## [任务要求]
1. 这篇城市规划访谈中,受访者在纽约居住了多少年?
2. 请接续这篇城市规划访谈,自其最后一句之后继续写下去。

## [文章]
╔══
亮马河改造前后对比 受访者供图
从下往上我最开始学的是水利工程,做了几年水利工程师,后来觉得那个东西太技术了,里头都是各式各样的理论跟定律,实在太痛苦了,所以我就决定改行。
那时候是上世纪八十年代,台湾正处于一种反权威的年代,我接触到城市规划这个专业的时候,台湾在讲的是社区总体营造,是一个从下往上的运动,就是要规划师跟设计师站在老百姓的边上,提出自己的需求,带着社区往上去反抗。我就是这时候接触的城市规划设计,也一直着迷这种城市学的研究,去看全世界城市的改变。
从规划或设计的角度去介入城市研究,是一个很不错的角度。比如我就发现,很多城市在开发扩张的过程中,高速公路都是沿着河来建的。因为刚开始河流就是满足非常简单的功能,要排洪,排脏东西,所以曾经有很多河流基本上是脏的,会成为城市的背面。这样的情况下,一般房子不会盖在这里,住在河边的,都是最穷的人,随便搭一个房子。
慢慢城市越来越发展,有些河流本来在市郊区,变成市中心了,城市就会觉得这个东西好难看,想把住在周围的人赶走。赶走之后城市的发展又有一些刚需——交通,所以城市都会选择在河边改高速公路。利用建高速公路或者是河道治理的方式,这些(穷)人就被赶走了。因为这些在河边住的人,本身就是没有产权的。
像纽约、西雅图、波士顿、台北、香港,全世界的城市都是这样的。城市的河流曾经是城市最丑陋、最脏的排污水的地方。建高速公路这件事,可以说是拿着城市建设的目的去拆贫民窟,这种议题我关注的特别多。包括前一阵子被讨论很多的,曼哈顿内区的开发,借的是哈林区的一些城市指标,就是富人剥夺穷人。
这种从下往上的视角,就一直构成了我做城市规划的风格。包括我现在做城市咨询,我也会特别强调公共服务,因为一个城市要先满足的刚需就是人的本质,之后再一个一个去满足(新的需求)。
沈同生
因为工作的原因,我住过很多城市,住过台北,住过纽约、费城、香港、北京、上海,现在住在深圳。每到一个城市,我最关注的就是这里的人。我喜欢走路,走路一个小时大概四公里,可以看到很世俗面的东西。比如说这个人在游仰泳,那个人在游蝶泳,他怎么下水的,他是观光客还是老居民,观光客跟老百姓的互动是什么,这个城市不同的肌理是什么。
全世界我最喜欢的城市是纽约,我在纽约住了四年,它很深刻地影响了我看城市和人关系的视角,就是包容。因为纽约地铁到现在都可能是全世界一线大城市最烂的地铁,到处都是老鼠、垃圾,但是这个城市的很多中产还是坐地铁,这可能是最快的交通方式。他可以容忍那样的环境,可以容忍座位旁边还有一个流浪汉。不像一些城市不允许这样的人存在。
╚══
## [所附清单]
╔══
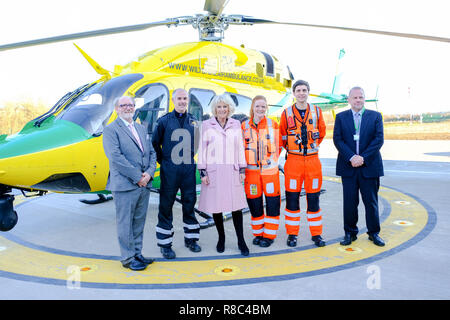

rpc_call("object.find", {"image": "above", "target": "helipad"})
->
[0,177,436,289]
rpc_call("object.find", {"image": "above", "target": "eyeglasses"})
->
[119,103,134,108]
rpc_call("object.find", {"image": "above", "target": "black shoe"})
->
[161,247,176,259]
[311,235,325,247]
[123,259,147,271]
[252,236,262,246]
[369,233,385,247]
[340,233,358,246]
[184,239,202,252]
[238,243,250,256]
[216,240,225,253]
[259,238,273,248]
[287,234,297,247]
[134,254,155,264]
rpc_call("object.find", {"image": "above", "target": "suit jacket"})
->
[333,109,384,178]
[103,118,156,191]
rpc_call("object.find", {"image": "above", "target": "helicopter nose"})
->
[0,120,91,188]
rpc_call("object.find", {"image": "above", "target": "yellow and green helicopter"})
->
[0,0,449,231]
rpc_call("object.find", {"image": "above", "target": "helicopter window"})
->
[261,51,275,77]
[189,89,215,121]
[227,92,252,122]
[134,83,169,135]
[56,74,143,136]
[78,93,102,106]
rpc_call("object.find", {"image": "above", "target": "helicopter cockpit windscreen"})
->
[189,88,215,121]
[134,83,169,135]
[56,74,143,136]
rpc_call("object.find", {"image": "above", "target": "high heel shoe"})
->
[216,239,225,253]
[238,242,250,256]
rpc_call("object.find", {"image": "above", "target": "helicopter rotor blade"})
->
[203,0,229,16]
[0,18,180,51]
[242,16,450,43]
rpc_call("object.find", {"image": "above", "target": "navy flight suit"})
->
[152,110,200,248]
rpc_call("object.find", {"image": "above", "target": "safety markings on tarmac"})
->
[0,177,436,289]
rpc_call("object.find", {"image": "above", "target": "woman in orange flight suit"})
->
[241,95,281,247]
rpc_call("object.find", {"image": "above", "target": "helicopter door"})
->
[134,83,169,136]
[188,88,215,121]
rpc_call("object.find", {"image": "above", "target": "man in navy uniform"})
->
[333,87,385,246]
[152,89,201,259]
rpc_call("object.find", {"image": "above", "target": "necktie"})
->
[128,123,144,151]
[355,112,361,154]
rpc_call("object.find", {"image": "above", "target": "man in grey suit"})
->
[103,96,156,271]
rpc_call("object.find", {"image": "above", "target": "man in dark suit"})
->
[103,96,156,271]
[333,87,384,246]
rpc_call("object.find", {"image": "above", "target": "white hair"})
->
[209,93,236,118]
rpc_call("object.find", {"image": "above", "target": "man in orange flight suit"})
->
[242,95,281,247]
[280,80,326,247]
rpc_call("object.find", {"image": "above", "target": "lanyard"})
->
[353,107,366,132]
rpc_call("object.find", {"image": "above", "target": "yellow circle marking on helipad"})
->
[0,177,428,287]
[214,265,240,277]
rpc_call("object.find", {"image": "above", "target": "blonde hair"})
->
[250,95,269,119]
[209,93,236,118]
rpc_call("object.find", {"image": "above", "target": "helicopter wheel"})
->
[0,194,18,231]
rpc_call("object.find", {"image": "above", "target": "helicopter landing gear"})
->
[79,193,112,204]
[0,194,18,231]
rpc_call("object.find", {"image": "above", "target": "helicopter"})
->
[0,0,450,231]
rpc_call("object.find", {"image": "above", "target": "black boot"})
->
[213,213,225,253]
[231,210,250,256]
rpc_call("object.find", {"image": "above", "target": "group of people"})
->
[103,80,384,270]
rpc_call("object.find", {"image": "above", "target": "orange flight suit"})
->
[280,103,326,236]
[242,117,281,240]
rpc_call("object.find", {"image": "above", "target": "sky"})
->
[0,0,450,114]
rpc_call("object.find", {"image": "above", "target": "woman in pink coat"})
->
[197,94,249,256]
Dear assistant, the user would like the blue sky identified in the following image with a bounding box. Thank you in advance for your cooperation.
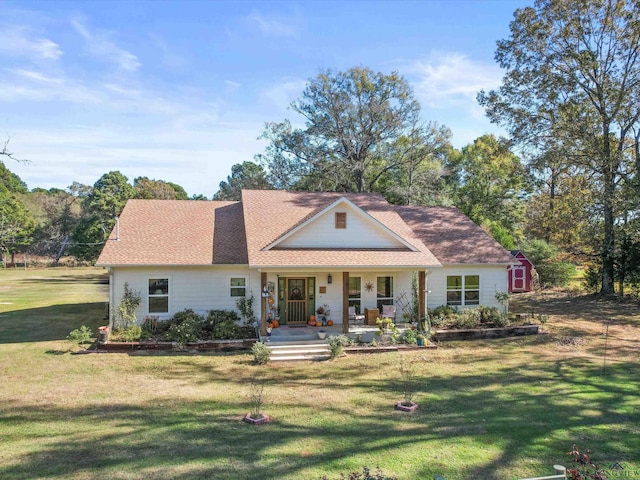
[0,0,532,197]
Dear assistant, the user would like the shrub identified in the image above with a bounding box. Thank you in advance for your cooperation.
[67,325,93,346]
[251,342,271,365]
[456,308,480,328]
[582,263,602,293]
[115,325,142,342]
[236,292,256,326]
[115,282,142,328]
[327,335,350,358]
[203,310,240,339]
[493,313,511,327]
[478,306,500,323]
[402,330,418,345]
[429,305,457,327]
[166,314,203,344]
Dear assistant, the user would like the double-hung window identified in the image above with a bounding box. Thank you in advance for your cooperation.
[229,277,247,297]
[148,278,169,313]
[447,275,480,307]
[349,277,362,314]
[376,277,393,312]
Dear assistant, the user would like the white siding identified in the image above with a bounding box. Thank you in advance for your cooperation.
[111,267,260,323]
[427,265,509,308]
[278,203,404,248]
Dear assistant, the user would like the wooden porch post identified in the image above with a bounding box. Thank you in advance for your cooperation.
[342,272,349,335]
[418,270,427,325]
[260,272,267,335]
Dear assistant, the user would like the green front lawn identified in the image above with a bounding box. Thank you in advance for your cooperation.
[0,269,640,480]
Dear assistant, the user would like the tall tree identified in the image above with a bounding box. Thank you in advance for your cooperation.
[450,135,529,242]
[257,68,420,192]
[213,162,273,200]
[133,177,188,200]
[71,171,135,262]
[0,164,36,263]
[377,122,454,205]
[478,0,640,294]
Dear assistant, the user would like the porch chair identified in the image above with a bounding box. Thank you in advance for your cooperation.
[349,307,364,325]
[380,305,396,323]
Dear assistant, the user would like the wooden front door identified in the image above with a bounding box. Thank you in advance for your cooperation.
[511,265,526,291]
[287,278,307,325]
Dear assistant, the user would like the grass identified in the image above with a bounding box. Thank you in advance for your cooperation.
[0,269,640,480]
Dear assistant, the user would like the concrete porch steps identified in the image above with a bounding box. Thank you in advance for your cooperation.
[266,341,331,362]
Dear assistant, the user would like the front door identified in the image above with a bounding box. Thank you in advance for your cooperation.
[287,278,307,325]
[511,265,526,291]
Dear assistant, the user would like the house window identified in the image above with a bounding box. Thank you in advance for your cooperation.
[149,278,169,313]
[376,277,393,312]
[229,277,247,297]
[447,275,480,306]
[349,277,362,315]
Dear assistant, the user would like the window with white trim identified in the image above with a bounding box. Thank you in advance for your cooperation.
[229,277,247,297]
[148,278,169,313]
[376,277,393,312]
[349,277,362,315]
[447,275,480,307]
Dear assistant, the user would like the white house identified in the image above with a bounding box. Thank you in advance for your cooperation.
[97,190,517,331]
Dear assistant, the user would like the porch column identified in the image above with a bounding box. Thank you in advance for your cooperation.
[342,272,349,335]
[418,270,427,325]
[260,272,267,335]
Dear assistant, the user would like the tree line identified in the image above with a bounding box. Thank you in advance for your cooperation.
[0,0,640,294]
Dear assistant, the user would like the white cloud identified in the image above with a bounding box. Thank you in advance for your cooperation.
[7,68,62,85]
[263,78,307,111]
[409,52,502,116]
[0,25,62,60]
[248,11,299,37]
[71,18,140,72]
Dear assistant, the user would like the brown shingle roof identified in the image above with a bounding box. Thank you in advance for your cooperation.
[97,190,513,267]
[396,206,514,264]
[96,200,236,266]
[242,190,440,267]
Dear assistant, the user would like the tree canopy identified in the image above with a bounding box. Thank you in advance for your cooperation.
[256,67,430,192]
[213,162,273,201]
[478,0,640,294]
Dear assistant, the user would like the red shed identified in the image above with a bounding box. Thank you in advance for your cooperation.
[508,250,534,293]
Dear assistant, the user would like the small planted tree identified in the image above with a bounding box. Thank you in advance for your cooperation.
[244,377,269,425]
[67,325,93,350]
[396,357,418,412]
[115,282,142,330]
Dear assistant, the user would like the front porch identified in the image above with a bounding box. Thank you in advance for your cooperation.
[260,267,426,339]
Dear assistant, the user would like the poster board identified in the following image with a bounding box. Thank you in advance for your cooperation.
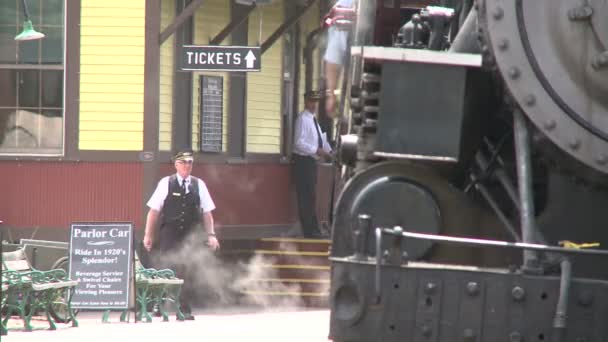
╚══
## [参考答案]
1. 四年。

2.
我刚去纽约的时候其实很震惊,夏天的地铁站热得一塌糊涂,到晚上还有老鼠,然后这些人居然还可以忍受,真的让我非常诧异。那地铁真脏、真旧、真臭,然后又吵。但它其实反映了一定的包容跟多元。
纽约的多元跟包容到什么程度?它是一个移民城市,在纽约某几个犹太人的街区,还是维持着非常犹太人的生活方式,包括节日、习俗。它还允许各个族群的聚集,保有他们自己的文化。包括纽约每年还有一个Saint Patrick's Day游行,是给爱尔兰人的。纽约的爱尔兰人很多,犹太人很多,俄罗斯人很多,他们融在纽约那个城市里头,还会保有自己族群的归属感,很特别的一个城市。
所以直到现在,我喜欢的城市基本上要满足两个指标,第一个叫做多元,第二个叫包容。所以我会更喜欢亮马河有游泳的人,我不会更喜欢亮马河有观光船。
中国的城市,我觉得北京的包容跟多元是多于上海的。那另外一个城市其实是重庆,重庆是一个很有特色的城市。它在发展的过程中,一直保留着它的「草莽文化」,到现在重庆的「草莽文化」都还在,讲话冲的那个劲,对待事物比较大喇喇那种随意。而且到现在重庆还是看得到很多苍蝇馆(大排档)。而且重庆观光客也会去苍蝇馆吃东西,就是你吃火锅,前一桌吃完那个垃圾就pia扔到地上,有的时候你是踩着垃圾吃的,但是他很重庆啊。骨子里还是有很草莽的东西在里头。
我最近特别喜欢的一个城市是深圳。以前大家都很讨厌深圳,这五年,我发现深圳开始有个性了。你会发现深圳有人跟你说,「我是深圳人」。你在2010年,甚至2015年之前,你去深圳,碰到一个人从深圳来的,他会跟你说,我住在深圳,但我是湖南人。
但是现在开始,你会听到居民说,我是深圳人,当他说出这句话的时候,这个城市就已经不一样了。以前经常说深圳是一个文化荒漠,当深圳住的人有一天跟你说我是深圳人的时候,文化荒漠就没有了,它就有自己的文化了。当你开始把城市当作自己家的时候,你会珍惜它,会开始要求它,那这个城市的灵魂就出现了。所以深圳我觉得未来会是一个非常包容、多元的城市。
所以如果有更多人对这个城市有兴趣,他开始去体会、去了解、去观察,甚至去研究城市的话,他会反向地推动城市的治理者,为这个城市做一些不一样的改变,而不是纯粹拍脑袋,我要这一个,或者我要那一个。为什么城市规划要从下往上?因为让城市治理者硬去掰一个城市的气质,不见得掰得出来,城市毕竟是人、产业,各式各样的消费行为形成的一个综合体。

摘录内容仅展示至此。